• PROMPT:
Could you edit the records starting at the line that contains "Circle any bright" and ending at the line that contains "[[146, 342, 240, 410]]" by changing "Circle" to "Outline" and leaving everything else as it is? Return only those lines.

• SOURCE DATA:
****
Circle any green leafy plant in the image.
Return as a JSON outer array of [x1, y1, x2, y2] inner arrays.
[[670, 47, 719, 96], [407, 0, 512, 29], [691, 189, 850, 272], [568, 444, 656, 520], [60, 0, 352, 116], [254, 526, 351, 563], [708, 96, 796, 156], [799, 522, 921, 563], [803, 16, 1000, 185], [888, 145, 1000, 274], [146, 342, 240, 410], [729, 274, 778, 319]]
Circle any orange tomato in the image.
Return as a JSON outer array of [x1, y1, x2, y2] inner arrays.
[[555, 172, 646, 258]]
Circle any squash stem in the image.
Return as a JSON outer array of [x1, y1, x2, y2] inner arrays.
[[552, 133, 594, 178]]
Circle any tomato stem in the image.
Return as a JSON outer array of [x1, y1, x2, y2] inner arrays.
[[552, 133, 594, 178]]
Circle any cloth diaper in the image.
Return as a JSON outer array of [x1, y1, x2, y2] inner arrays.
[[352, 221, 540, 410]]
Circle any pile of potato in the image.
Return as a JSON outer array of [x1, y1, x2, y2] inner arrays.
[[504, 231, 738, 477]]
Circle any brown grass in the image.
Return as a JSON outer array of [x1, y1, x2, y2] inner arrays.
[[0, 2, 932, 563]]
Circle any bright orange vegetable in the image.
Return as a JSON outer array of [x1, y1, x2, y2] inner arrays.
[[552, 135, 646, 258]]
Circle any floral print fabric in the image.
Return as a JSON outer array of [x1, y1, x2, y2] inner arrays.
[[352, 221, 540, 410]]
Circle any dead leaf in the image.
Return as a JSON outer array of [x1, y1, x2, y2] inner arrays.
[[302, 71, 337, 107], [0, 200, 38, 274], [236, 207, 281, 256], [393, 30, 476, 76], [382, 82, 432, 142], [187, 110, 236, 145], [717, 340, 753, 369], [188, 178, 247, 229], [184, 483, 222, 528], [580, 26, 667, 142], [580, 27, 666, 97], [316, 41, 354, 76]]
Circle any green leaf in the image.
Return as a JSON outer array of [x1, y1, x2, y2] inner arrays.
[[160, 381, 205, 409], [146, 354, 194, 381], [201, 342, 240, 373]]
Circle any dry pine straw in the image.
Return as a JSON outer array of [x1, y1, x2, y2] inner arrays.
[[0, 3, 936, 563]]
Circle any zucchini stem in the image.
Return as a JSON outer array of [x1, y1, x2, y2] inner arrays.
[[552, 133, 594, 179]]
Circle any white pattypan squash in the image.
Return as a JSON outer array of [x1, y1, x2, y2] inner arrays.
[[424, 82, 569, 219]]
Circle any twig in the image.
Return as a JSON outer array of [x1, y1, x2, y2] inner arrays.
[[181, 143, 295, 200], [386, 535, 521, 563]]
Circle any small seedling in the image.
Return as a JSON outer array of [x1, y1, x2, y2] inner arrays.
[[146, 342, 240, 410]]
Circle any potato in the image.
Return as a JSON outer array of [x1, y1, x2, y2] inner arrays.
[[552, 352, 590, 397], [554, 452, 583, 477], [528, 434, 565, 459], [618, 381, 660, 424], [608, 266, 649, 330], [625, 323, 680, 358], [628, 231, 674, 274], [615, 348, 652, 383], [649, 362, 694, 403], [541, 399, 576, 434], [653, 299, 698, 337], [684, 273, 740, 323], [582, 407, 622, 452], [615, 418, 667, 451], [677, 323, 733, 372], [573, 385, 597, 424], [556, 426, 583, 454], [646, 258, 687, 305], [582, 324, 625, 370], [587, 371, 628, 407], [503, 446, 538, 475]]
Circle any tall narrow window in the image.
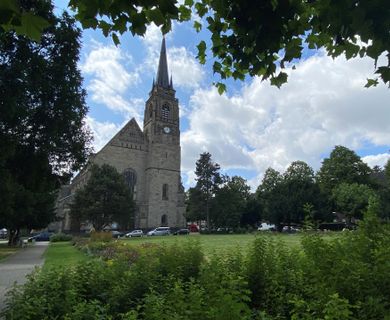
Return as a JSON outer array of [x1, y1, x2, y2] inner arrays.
[[161, 104, 169, 120], [162, 183, 168, 200], [123, 168, 137, 199], [161, 214, 168, 227]]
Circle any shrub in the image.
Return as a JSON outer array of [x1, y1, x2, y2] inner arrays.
[[90, 231, 113, 242], [0, 215, 390, 320], [50, 233, 72, 242]]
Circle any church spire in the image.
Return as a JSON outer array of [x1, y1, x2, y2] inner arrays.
[[156, 37, 169, 88]]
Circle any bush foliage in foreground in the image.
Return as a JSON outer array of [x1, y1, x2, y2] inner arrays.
[[5, 217, 390, 320]]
****
• EXERCISE RESPONSE:
Outline any bright orange vegetable in the image.
Return as a JSON outer array of [x1, y1, x2, y2] inner arrays.
[[552, 135, 646, 258]]
Outline any floral print fabric in the image.
Return as a JSON outer array of [x1, y1, x2, y2] inner arrays.
[[352, 221, 540, 410]]
Outline any dead leaf in the image.
Return as a JSON outer array of [x1, y1, x2, y2] inner arrays.
[[302, 71, 337, 107], [0, 200, 38, 274], [236, 207, 281, 256], [393, 30, 476, 76], [382, 82, 432, 142], [187, 110, 236, 145], [717, 340, 753, 369], [188, 178, 247, 229], [184, 483, 222, 528], [580, 26, 667, 142], [580, 27, 666, 97], [316, 41, 354, 76]]
Outline any green leaf in the image.
Return as a JSON outer array of [x1, y1, x2, y2] inner arrays.
[[160, 381, 205, 409], [146, 354, 194, 381], [201, 342, 240, 373]]
Outline any dry pine straw in the image.
Return as a JSON outer array of [x1, y1, x2, y2] inner arrays.
[[0, 3, 936, 563]]
Outline any zucchini stem in the image.
Return as a JSON outer array of [x1, y1, x2, y2] inner arrays.
[[552, 133, 594, 179]]
Outline any white pattypan squash in the image.
Return as a JSON outer array of [x1, y1, x2, y2] inner arrays.
[[424, 82, 569, 219]]
Outline any twig in the image.
Return as a JSON outer array of [x1, y1, x2, y2] inner arrays.
[[181, 143, 295, 200], [386, 535, 521, 563]]
Outline any small seedling in the image.
Return as a JSON outer array of [x1, y1, x2, y2] inner arrays.
[[146, 342, 240, 410]]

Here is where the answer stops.